● CONSIGNES À SUIVRE
Modifiez les données ci-dessous en remplaçant partout « Target » par « Object », sans rien changer d'autre. Ne reprenez pas les images dans votre réponse.

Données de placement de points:
+ + +
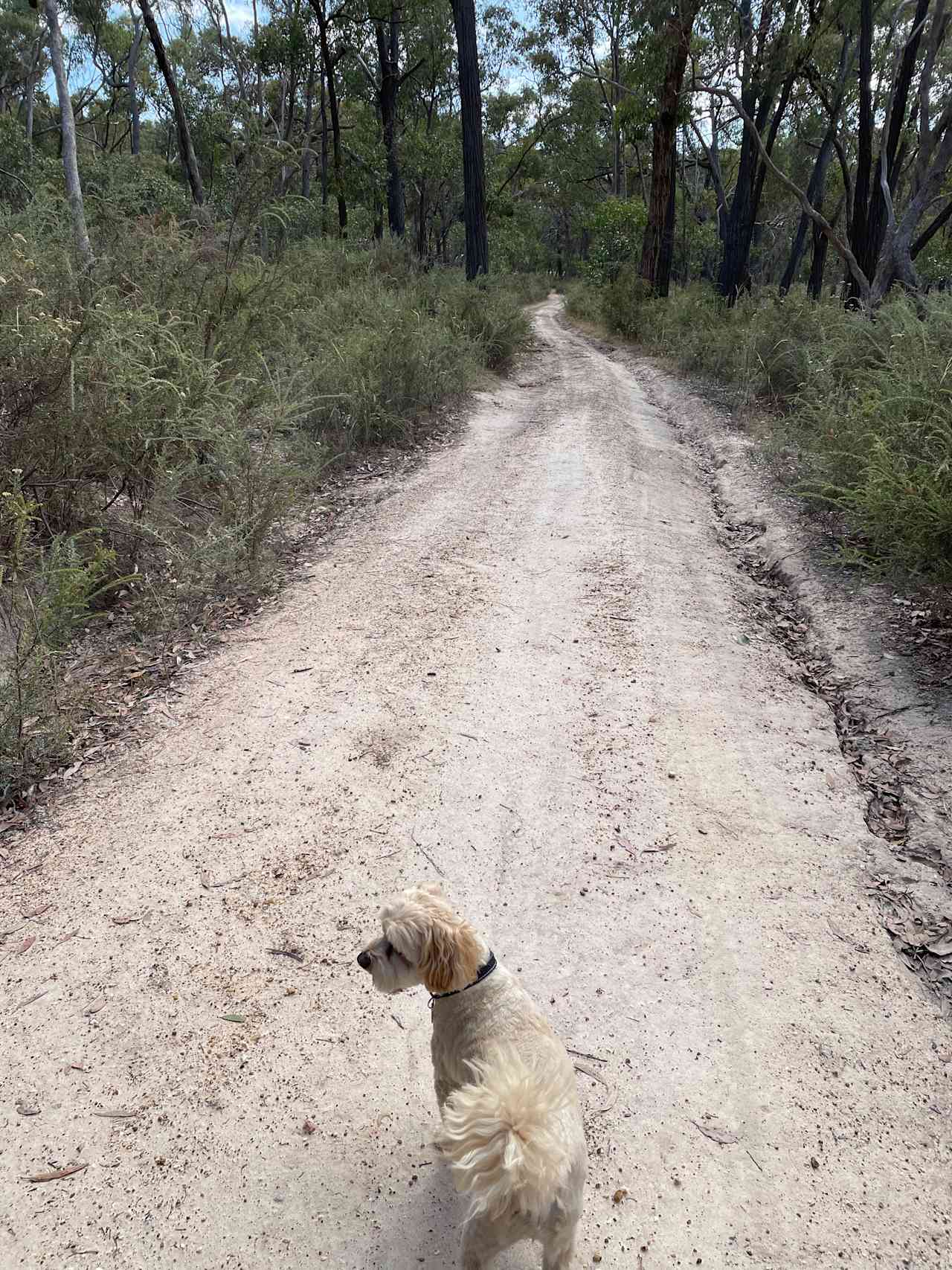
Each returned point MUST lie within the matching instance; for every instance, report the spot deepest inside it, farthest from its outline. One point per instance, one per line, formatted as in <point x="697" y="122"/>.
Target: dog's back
<point x="512" y="1126"/>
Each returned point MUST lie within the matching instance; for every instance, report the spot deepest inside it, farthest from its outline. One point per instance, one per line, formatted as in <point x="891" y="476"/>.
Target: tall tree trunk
<point x="68" y="132"/>
<point x="822" y="244"/>
<point x="814" y="193"/>
<point x="260" y="93"/>
<point x="890" y="147"/>
<point x="472" y="111"/>
<point x="734" y="275"/>
<point x="616" y="129"/>
<point x="817" y="185"/>
<point x="422" y="212"/>
<point x="664" y="129"/>
<point x="666" y="254"/>
<point x="309" y="118"/>
<point x="858" y="225"/>
<point x="187" y="153"/>
<point x="324" y="156"/>
<point x="329" y="77"/>
<point x="132" y="86"/>
<point x="389" y="57"/>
+ + +
● RÉSULTAT ATTENDU
Each returned point MUST lie within the matching instance; for every instance, report the spot deepest inside it, farthest from its outline. One point per instance, one per line, formatted as in <point x="697" y="122"/>.
Object: dog's back
<point x="512" y="1126"/>
Each returned point MUST lie within the matching instance; for every instance, report the spot deepest inside it, farthest from its outline. One point per instance, one per line, formatted as in <point x="891" y="476"/>.
Object: tall tree trunk
<point x="68" y="132"/>
<point x="822" y="244"/>
<point x="814" y="193"/>
<point x="260" y="93"/>
<point x="890" y="147"/>
<point x="472" y="111"/>
<point x="734" y="275"/>
<point x="616" y="129"/>
<point x="817" y="185"/>
<point x="422" y="212"/>
<point x="664" y="129"/>
<point x="666" y="254"/>
<point x="309" y="118"/>
<point x="858" y="225"/>
<point x="187" y="153"/>
<point x="324" y="156"/>
<point x="329" y="77"/>
<point x="132" y="86"/>
<point x="389" y="57"/>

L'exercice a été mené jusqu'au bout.